======== Given passage
Fire And Brimstone: An Interview With The Revival Hour
John Freeman , November 15th, 2012 07:24

John Freeman finds out about The Revival Hour's imminent debut album and how apocalyptic EP Clusterchord was inspired by the wrath of God

The Revival Hour are John-Mark Lapham and David Stith. Their debut EP, Clusterchord, is an American gothic brew of 60s R&B, pop and rousing electronic soundscapes. Stith's lyrics fizz with foreboding and ragged horror, sparked by his upbringing in an evangelical Christian family - as a child, the vocalist would regular have 'demons' cast from him at his local church.

Although both Stith (with a 2009 solo album, Heavy Ghost, released on Sufjan Steven's Asthmatic Kitty label) and Lapham (as a member of Manchester folktronics ensemble The Earlies and on his 4AD collaboration with Micah P. Hinson) have rich musical pedigrees, The Revival Hour seems to be a meeting of minds for two men who share a common history.

While Lapham grew up in the ultra-conservative Texan town of Abilene (he reveals that only Provo – the birthplace of Mormonism – in Utah, is considered more right-wing), Stith's childhood was dominated by the extreme form on Christianity known as Wesleyanism. As two gay men, both implicitly understand the daily challenges each faced by either living in Abilene or having to endure a branch of Christianity that Stith describes as "puritanical as you can get."

When we speak by Skype video link, both Stith and Lapham appear to have found their musical soulmate. While Lapham talks fondly about his time in Manchester (initially sharing a bedsit with rats and feasting in Rusholme's Curry Mile), Stith is resolute and honest about his family's non-acceptance of his sexuality. Indeed, The Revival Hour is the devastating sound of two colliding worldviews.

Unimaginative first question alert – how did you meet each other?

John-Mark Lapham: We met through a mutual friend who works in music PR. I was on another project called The Late Chord, which was a 4AD project with the singer Micah P. Hinson. Micah and I tried for a few years to record an album and we realised we weren't really on the same page, so that fell away. I don't do vocals at all and I had been looking for a singer for a couple of years. I had some instrumentals compiled and our friend sent me a box of promos of acts he was working on. One of the things was a DM Stith EP. I put it on and immediately knew it was exactly what I was looking for. I'd been looking for a kind of spooky vocal to go with this one particular song and I hadn't heard of any current singer that had anything close to what I wanted. I sent the song to David and he started writing with it immediately and added his own ideas. It went from there and then flowed really quickly. We decided to do another one, and then another one.

What was it about David that 'clicked' with you?

J-ML: I was a fan of his EP and I started thinking of how I would approach him as a singer. It took us a while of fumbling around to figure out what we wanted our sound to be. We both like classic production – we are fans of Dusty Springfield, Roy Orbison and that sort of thing - but we are also really into technology and trying to do something interesting with that. We didn't want it to be a homage to an old sound.
================
# [Directives]
1. In the interview with The Revival Hour, in which town did John-Mark Lapham grow up?
2. Decide whether each statement agrees with the interview with The Revival Hour, and answer yes or no with the deciding words quoted from it: (a) David Stith released a solo album called Heavy Ghost in 2009. (b) John-Mark Lapham sings on the band's songs. (c) Lapham and Stith were introduced by a friend who works in music PR.
3. Write the next part of the interview with The Revival Hour, starting after its last sentence.
======== Supplied material
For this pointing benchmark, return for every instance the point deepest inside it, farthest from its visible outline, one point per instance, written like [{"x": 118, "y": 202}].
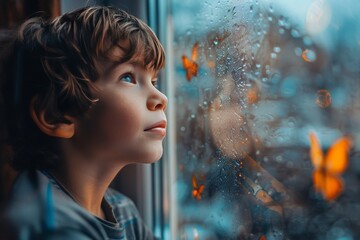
================
# [Exercise results]
1. The ultra-conservative Texan town of Abilene.

2.
(a) Yes: "with a 2009 solo album, Heavy Ghost"
(b) No: "I don't do vocals at all"
(c) Yes: "We met through a mutual friend who works in music PR."

3.
So, how quickly did you settle on the sound for The Revival Hour?

David Stith: We nailed it on that first song, but then it was a matter of taking it apart and working out what it was we liked about it and wanted to keep. We had a lot of material before we settled on a sound – we scrapped about 50 or 60 minutes of music along the way. But we developed a really close friendship really quickly so it seemed like we had to see this through. Now it has become something which is more self-perpetuating.

I'm decidedly 'ungodly' and I believe you were both brought up in very religious environments. What was that like?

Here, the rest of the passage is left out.